#### What is expected:
Would you restate, exactly as they appear, the lines from the one containing "Objective: one point per instance of the player's" through the end of the data below?

___

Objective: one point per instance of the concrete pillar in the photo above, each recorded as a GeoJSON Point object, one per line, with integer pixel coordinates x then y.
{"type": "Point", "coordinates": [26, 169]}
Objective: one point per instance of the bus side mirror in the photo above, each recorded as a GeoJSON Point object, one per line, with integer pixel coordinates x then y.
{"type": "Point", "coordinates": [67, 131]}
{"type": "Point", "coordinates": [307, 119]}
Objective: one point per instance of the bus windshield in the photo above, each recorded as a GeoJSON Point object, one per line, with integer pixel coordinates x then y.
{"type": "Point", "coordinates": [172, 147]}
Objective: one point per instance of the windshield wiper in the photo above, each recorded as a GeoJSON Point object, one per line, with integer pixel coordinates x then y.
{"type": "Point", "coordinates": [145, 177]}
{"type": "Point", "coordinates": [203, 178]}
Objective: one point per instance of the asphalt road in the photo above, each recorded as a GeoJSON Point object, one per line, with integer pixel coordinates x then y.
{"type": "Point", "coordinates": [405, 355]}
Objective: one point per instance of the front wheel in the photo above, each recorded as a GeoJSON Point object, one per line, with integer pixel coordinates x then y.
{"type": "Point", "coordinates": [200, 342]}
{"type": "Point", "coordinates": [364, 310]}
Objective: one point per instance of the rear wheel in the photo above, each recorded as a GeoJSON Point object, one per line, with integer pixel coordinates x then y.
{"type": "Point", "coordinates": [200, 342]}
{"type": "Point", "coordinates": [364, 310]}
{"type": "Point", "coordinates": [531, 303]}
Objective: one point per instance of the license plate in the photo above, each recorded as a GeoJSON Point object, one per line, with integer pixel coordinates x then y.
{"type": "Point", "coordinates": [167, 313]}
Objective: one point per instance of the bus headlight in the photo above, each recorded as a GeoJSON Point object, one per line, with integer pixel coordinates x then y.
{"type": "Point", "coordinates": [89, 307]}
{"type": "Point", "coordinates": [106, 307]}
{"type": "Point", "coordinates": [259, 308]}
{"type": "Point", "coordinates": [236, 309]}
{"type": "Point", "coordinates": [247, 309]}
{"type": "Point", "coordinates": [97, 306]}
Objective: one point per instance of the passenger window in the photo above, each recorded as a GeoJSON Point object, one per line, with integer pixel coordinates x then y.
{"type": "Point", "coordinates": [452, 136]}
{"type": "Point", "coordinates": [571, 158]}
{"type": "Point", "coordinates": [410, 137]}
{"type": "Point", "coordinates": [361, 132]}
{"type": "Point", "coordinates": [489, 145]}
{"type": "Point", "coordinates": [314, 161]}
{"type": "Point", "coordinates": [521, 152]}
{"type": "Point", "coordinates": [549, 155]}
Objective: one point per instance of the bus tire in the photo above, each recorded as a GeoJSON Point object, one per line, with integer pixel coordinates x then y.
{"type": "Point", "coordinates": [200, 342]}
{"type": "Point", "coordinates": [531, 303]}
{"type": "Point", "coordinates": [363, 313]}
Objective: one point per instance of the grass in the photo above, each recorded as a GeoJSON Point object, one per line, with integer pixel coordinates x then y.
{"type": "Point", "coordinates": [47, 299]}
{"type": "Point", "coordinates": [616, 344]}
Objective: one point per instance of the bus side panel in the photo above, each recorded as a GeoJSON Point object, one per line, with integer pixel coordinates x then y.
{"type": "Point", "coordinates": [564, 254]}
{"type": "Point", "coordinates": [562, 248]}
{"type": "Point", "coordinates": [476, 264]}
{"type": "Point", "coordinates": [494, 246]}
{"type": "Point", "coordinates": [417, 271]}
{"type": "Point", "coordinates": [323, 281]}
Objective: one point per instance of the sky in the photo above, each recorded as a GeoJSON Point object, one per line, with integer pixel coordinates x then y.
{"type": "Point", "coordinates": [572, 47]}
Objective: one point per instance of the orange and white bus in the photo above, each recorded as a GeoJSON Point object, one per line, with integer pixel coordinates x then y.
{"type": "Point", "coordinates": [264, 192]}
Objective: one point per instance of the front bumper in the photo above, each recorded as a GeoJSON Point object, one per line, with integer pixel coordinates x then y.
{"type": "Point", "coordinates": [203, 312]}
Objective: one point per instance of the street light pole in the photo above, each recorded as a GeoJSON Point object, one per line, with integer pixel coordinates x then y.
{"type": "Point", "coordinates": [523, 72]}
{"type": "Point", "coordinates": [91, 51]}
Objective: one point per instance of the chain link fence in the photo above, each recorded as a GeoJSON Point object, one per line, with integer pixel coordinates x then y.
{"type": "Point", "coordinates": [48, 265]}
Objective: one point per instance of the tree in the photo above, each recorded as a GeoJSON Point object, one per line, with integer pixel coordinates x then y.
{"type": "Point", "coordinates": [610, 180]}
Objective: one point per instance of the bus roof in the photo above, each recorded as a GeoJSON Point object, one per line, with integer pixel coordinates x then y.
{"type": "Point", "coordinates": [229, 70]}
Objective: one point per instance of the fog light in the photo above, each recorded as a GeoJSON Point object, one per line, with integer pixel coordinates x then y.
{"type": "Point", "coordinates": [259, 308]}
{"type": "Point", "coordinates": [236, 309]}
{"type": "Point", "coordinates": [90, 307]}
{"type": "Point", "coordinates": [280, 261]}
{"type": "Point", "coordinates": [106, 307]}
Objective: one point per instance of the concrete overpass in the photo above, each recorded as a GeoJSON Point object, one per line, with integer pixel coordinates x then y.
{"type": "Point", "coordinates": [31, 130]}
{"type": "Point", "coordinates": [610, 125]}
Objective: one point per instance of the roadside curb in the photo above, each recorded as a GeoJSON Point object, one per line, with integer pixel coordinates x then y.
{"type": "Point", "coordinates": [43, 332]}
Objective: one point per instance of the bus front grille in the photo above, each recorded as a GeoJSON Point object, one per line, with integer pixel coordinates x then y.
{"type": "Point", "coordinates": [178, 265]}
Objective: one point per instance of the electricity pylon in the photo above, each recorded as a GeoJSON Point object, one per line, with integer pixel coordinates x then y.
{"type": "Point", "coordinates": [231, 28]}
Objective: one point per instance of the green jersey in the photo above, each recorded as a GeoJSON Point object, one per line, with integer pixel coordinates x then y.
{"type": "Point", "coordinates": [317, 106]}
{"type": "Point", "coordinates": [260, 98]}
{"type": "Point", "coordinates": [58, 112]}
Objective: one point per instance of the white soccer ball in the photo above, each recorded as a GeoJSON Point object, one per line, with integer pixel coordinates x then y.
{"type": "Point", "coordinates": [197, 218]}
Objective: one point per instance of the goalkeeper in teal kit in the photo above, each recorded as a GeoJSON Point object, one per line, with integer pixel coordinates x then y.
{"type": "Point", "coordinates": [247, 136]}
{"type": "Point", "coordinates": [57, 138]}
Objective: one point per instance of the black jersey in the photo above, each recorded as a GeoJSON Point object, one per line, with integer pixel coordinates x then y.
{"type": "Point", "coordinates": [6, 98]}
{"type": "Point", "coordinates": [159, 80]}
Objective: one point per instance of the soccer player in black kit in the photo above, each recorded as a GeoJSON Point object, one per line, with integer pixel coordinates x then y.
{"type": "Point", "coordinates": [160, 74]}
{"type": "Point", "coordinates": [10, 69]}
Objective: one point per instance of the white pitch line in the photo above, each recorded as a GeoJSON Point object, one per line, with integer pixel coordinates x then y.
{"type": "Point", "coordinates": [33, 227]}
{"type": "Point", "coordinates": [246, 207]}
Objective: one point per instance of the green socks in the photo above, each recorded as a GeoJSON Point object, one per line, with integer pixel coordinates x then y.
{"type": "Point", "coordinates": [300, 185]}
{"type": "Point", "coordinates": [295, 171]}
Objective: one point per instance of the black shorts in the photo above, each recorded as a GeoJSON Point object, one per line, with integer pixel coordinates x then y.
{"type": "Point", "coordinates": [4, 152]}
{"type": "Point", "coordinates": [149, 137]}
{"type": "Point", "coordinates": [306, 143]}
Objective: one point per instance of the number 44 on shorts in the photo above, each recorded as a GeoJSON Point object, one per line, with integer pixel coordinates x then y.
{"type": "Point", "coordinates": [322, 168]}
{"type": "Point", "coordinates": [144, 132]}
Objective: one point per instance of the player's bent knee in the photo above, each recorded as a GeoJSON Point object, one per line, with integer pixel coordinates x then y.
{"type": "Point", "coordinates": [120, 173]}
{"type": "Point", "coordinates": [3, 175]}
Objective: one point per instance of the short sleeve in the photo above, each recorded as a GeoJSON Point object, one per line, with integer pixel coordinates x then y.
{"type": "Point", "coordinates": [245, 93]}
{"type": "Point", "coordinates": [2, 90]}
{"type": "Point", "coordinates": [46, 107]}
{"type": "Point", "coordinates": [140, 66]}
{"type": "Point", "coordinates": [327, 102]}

___

#### Exercise solution:
Objective: one point per instance of the player's bent knee in the photo above, each recorded as a GeoJSON Point object, one per line, with integer pixel coordinates x then y.
{"type": "Point", "coordinates": [120, 173]}
{"type": "Point", "coordinates": [3, 175]}
Objective: one point per instance of the short sleeve in the photo above, each recorded as a GeoJSON Point object, one per line, with integer pixel coordinates x then y.
{"type": "Point", "coordinates": [245, 93]}
{"type": "Point", "coordinates": [2, 90]}
{"type": "Point", "coordinates": [46, 107]}
{"type": "Point", "coordinates": [140, 66]}
{"type": "Point", "coordinates": [327, 102]}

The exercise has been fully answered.